Listagem fornecida:

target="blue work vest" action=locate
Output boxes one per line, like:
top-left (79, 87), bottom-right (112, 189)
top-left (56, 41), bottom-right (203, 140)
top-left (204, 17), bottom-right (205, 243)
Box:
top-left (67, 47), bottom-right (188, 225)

Exercício breve:
Reproduza fielmente todas as linhas da listagem acima, sem alterar nada.

Resposta final:
target="blue work vest" action=locate
Output boxes one per line, like:
top-left (79, 87), bottom-right (112, 189)
top-left (56, 41), bottom-right (203, 140)
top-left (204, 17), bottom-right (205, 243)
Box:
top-left (67, 47), bottom-right (188, 225)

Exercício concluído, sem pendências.